**Recorded data:**

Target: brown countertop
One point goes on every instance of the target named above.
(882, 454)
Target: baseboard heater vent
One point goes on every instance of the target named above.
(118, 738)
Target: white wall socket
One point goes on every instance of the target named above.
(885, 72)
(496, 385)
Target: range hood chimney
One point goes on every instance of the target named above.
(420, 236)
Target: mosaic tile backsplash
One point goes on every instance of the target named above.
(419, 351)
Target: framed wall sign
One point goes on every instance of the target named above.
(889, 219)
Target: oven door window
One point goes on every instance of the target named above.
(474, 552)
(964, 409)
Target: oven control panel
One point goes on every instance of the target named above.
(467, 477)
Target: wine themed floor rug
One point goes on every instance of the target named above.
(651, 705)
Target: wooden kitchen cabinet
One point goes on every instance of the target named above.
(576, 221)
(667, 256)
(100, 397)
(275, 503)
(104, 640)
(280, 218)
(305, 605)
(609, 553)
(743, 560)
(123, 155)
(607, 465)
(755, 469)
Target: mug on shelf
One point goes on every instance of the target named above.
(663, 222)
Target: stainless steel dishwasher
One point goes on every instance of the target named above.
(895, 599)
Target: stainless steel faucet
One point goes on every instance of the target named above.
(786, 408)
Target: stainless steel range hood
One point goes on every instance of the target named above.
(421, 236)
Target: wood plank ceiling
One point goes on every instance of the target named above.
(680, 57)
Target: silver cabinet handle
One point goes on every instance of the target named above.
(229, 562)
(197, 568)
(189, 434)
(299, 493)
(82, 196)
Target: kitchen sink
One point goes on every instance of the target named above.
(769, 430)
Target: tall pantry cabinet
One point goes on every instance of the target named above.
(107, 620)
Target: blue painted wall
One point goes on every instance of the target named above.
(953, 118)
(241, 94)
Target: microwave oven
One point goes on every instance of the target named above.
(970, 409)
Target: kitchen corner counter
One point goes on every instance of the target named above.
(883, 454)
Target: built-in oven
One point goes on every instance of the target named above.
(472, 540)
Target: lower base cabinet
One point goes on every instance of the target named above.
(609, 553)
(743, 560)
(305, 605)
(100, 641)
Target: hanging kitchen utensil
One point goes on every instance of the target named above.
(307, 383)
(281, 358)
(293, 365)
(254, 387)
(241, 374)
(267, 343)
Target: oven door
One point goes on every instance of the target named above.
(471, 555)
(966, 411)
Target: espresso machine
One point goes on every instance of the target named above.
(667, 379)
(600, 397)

**What is expected:**
Please write out the records above once more, exactly and completely.

**Written response:**
Target: brown countertop
One point goes on every instance of the target named above.
(882, 454)
Target: baseboard heater vent
One point goes on every instance of the target named above.
(118, 738)
Target: white wall socket
One point goes on every instance of the target named above.
(885, 72)
(496, 385)
Target: range hood chimney
One point goes on every instance of the target named above.
(420, 236)
Target: mosaic tile backsplash
One point goes on every instance of the target named above.
(419, 351)
Target: framed wall sign
One point goes on every instance of the target named above.
(889, 219)
Target: oven door window
One point goes on every instance of the target named above.
(474, 552)
(964, 409)
Target: oven control panel
One point goes on every instance of the target named above.
(467, 477)
Target: wine themed floor rug
One point goes on every instance of the target named above.
(651, 705)
Target: wooden kitchen cabinet
One point goes on every instance of the target named above.
(576, 221)
(667, 256)
(100, 397)
(275, 503)
(104, 640)
(280, 218)
(305, 605)
(609, 553)
(743, 560)
(123, 155)
(607, 465)
(755, 469)
Target: mug on shelf
One point goes on every instance of the target named above.
(663, 222)
Target: stainless steel dishwasher
One point goes on every instance of the target named above.
(895, 599)
Target: stainless steel faucet
One point goes on every instance of the target named above.
(786, 408)
Target: stainless steel range hood
One point goes on every instance of the target named above.
(421, 236)
Target: wood plank ceiling
One point goes on every instance of the target named above.
(680, 57)
Target: silver cabinet handle
One point goes on every instance of the target named above.
(229, 562)
(197, 568)
(189, 434)
(299, 493)
(82, 196)
Target: kitchen sink
One point goes on every instance of the target named above.
(769, 430)
Target: tall pantry cabinet
One point goes on every instance of the target named above.
(107, 620)
Target: blue painted wall
One point goes on every instance of the target named above.
(953, 118)
(241, 94)
Target: microwave oven
One point goes on every instance of the target named above.
(970, 409)
Target: kitchen corner counter
One point goes on every instance of the target named above.
(883, 454)
Target: built-in oven
One point goes on every instance of the target named above.
(472, 540)
Target: lower base cabinet
One point goes on every instance of the target named above.
(609, 553)
(743, 560)
(305, 605)
(100, 641)
Target: hanging kitchen utensil
One point goes on every instance of the target named above.
(307, 383)
(281, 358)
(293, 365)
(254, 387)
(241, 374)
(267, 343)
Target: oven door
One point goes on every instance of the target named above.
(471, 555)
(966, 411)
Target: espresso machine
One point goes on every instance of the target named above.
(667, 379)
(600, 397)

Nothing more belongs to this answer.